------ Exercise input

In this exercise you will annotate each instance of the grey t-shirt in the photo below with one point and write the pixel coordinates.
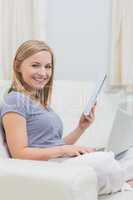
(44, 126)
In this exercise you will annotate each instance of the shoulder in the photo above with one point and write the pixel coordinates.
(14, 102)
(15, 97)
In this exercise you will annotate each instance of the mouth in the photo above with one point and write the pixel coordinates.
(40, 80)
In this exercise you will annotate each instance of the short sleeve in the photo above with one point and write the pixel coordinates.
(14, 102)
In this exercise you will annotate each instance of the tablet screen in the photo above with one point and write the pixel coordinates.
(93, 98)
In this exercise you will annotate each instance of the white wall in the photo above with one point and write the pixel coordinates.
(79, 32)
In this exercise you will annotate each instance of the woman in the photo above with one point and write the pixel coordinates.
(34, 131)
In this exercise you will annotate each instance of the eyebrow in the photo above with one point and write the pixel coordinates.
(35, 62)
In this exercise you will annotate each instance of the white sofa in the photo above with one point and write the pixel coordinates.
(31, 180)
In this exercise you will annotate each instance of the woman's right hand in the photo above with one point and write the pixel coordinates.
(73, 150)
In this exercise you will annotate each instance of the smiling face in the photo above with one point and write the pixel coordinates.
(36, 70)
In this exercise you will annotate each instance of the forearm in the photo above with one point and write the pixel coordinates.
(72, 137)
(29, 153)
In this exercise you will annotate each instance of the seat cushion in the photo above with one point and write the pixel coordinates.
(125, 195)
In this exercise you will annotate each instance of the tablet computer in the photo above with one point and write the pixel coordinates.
(94, 96)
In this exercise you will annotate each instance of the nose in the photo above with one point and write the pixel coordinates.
(42, 71)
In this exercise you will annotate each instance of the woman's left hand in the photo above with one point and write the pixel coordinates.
(86, 120)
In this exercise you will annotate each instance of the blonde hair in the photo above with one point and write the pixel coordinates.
(26, 50)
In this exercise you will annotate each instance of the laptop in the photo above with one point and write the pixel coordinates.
(121, 135)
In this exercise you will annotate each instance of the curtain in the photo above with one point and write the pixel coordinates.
(121, 70)
(19, 21)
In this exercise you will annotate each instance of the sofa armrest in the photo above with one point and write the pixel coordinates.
(26, 179)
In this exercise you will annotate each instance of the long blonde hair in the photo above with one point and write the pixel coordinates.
(26, 50)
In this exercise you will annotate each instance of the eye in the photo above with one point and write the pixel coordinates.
(35, 65)
(48, 66)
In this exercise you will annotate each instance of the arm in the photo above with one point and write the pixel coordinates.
(16, 135)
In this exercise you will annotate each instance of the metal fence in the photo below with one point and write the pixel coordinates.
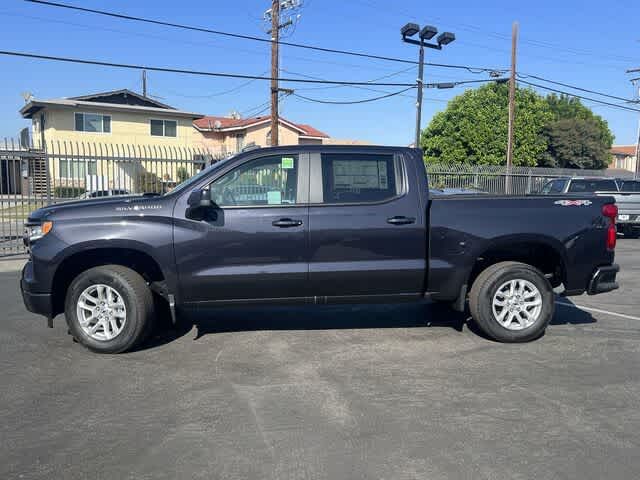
(33, 178)
(500, 180)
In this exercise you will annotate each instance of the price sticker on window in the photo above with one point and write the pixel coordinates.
(287, 163)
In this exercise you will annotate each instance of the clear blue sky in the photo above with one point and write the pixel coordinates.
(587, 43)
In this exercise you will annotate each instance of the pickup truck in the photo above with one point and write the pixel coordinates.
(314, 225)
(626, 193)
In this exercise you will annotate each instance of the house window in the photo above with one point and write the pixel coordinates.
(239, 138)
(164, 128)
(77, 169)
(93, 122)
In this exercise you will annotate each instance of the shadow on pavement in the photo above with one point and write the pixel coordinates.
(569, 314)
(312, 317)
(330, 317)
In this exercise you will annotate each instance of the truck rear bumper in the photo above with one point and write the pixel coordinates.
(603, 280)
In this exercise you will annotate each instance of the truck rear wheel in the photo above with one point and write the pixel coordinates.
(512, 302)
(109, 309)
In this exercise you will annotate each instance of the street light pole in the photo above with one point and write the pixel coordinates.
(426, 33)
(419, 101)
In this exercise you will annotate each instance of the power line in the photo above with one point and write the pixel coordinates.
(218, 94)
(215, 32)
(602, 102)
(352, 86)
(247, 37)
(501, 36)
(573, 87)
(188, 42)
(191, 72)
(463, 82)
(352, 102)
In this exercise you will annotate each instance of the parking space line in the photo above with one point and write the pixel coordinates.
(597, 310)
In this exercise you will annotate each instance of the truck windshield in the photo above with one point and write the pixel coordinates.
(190, 181)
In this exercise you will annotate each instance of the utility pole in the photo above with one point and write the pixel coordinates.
(512, 106)
(637, 166)
(275, 37)
(425, 33)
(416, 142)
(636, 82)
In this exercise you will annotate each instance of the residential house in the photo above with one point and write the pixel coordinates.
(119, 123)
(624, 157)
(231, 134)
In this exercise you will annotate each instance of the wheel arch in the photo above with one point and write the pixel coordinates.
(78, 261)
(544, 253)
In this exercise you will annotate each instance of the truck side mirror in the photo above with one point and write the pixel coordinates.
(200, 205)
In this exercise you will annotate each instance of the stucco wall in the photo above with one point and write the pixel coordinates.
(226, 141)
(126, 128)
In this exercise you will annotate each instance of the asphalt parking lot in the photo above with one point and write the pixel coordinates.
(381, 392)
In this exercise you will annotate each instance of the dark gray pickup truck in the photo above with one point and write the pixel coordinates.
(314, 225)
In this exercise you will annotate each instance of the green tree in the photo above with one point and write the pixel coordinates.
(473, 128)
(577, 138)
(576, 143)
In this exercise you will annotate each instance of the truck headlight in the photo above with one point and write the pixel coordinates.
(36, 232)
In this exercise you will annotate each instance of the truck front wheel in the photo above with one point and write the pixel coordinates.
(512, 302)
(109, 309)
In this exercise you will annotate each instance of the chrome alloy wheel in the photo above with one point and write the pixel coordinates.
(517, 304)
(101, 312)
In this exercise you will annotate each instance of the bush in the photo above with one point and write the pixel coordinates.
(68, 192)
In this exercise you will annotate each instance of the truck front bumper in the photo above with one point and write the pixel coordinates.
(40, 303)
(604, 280)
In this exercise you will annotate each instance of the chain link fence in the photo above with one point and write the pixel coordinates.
(63, 171)
(498, 179)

------------

Requirements → Copy the material word for word, starting with the line that contains "In this exercise you will annotate each instance of the chain" and going on through the last line of the material.

Written solution →
In this exercise you will annotate each instance of the chain link fence in the photo above with one point and write the pixel coordinates.
(63, 171)
(498, 179)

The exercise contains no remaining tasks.